# CONJUNTO DE TAREAS
- a) Indica si cada afirmación coincide con el fragmento sobre el cuatro y el fandango: (i) el cuatro sacrificó su cuerda más grave; (ii) durante siglos el cuatro se dejó llamar guitarra; (iii) el fandango nació en la península ibérica. Responde sí o no y cita textualmente las palabras del fragmento que lo deciden.
- b) Devuelve sin ningún cambio el pasaje del fragmento sobre el cuatro y el fandango que va de "El fandango nació" a "africano e indígena.".
- c) Prolonga el fragmento sobre el cuatro y el fandango a partir de su última oración.

# FRAGMENTO DE LECTURA
El cuatro, nuestro instrumento nacional, es la vihuela árabe de cuatro órdenes que llegó a estas tierras con el invasor español. Aquí, su sonoridad experimentó una metamorfosis al vestirse con las maderas locales y sacrificó su cuerda más aguda en su afán de temperarse.
Inquieto como nadie, abandonó rápidamente el repertorio de sus orígenes y se dedicó a construir una identidad sonora para todos los géneros que fueron naciendo o reinventándose en las manos del pueblo, durante siglos se dejó llamar guitarra y a veces guitarra pequeña. Será a finales del XIX o principios de XX que se libere de ese mote colonial y asuma su independencia plena al bautizarse como “Cuatro”.
El fandango nació en el Caribe como expresión de los esclavizados africanos. Viajó a la península ibérica y, en manos del pueblo andaluz, con sus ocho siglos de cultura árabe, obtuvo nuevas etiquetas como malagueña, rondeña o sevillana. Con esta indumentaria vuelve a cruzar el charco y aquí, en Venezuela, es reasumido por el pueblo, con su imaginario musical africano e indígena.

# MATERIAL PROPORCIONADO

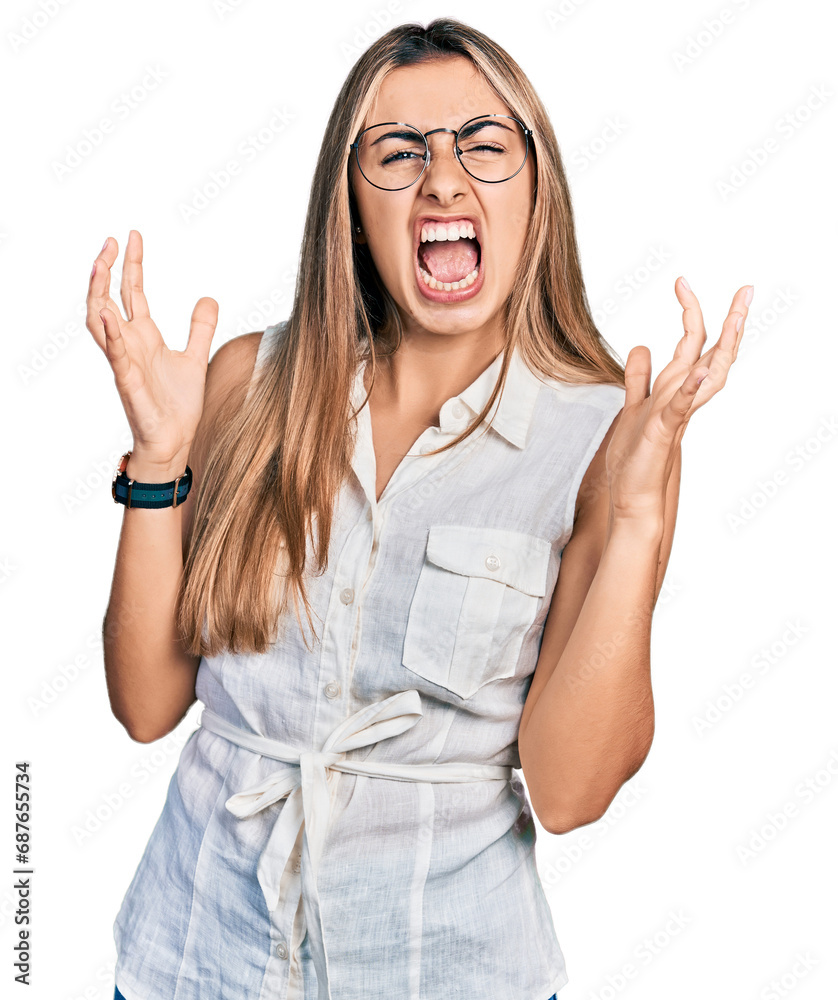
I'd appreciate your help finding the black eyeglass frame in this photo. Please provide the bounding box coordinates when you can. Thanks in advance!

# RESPUESTAS
- a)
(i) No: "sacrificó su cuerda más aguda en su afán de temperarse".
(ii) Sí: "durante siglos se dejó llamar guitarra y a veces guitarra pequeña".
(iii) No: "El fandango nació en el Caribe como expresión de los esclavizados africanos."

- b)
El fandango nació en el Caribe como expresión de los esclavizados africanos. Viajó a la península ibérica y, en manos del pueblo andaluz, con sus ocho siglos de cultura árabe, obtuvo nuevas etiquetas como malagueña, rondeña o sevillana. Con esta indumentaria vuelve a cruzar el charco y aquí, en Venezuela, es reasumido por el pueblo, con su imaginario musical africano e indígena.

- c)
Con las bandolas, hijas del laúd que el gran Ziryab llevara desde Irak hasta el califato de Córdoba a principios del siglo IX, las maracas arahuacas y el cuatro (más tarde, las arpas), empezó a extenderse con virulencia por todo este territorio, primeramente con el nombre de sus orígenes caribeños, fandango redondo, y, casi simultáneamente, con su denominación local, el joropo.
Extintos quedarían en nuestra memoria el timbre de la vihuela renacentista y los toques de pavanas, villanos, canarios, zarabandas y folías. Aún subsisten, en las tierras orientales, los polos, las jotas y malagueñas, afianzadas en la tradición gracias a esa identidad sonora del cuatro y la bandola. La tradición, hija de la reinvención y la persistencia.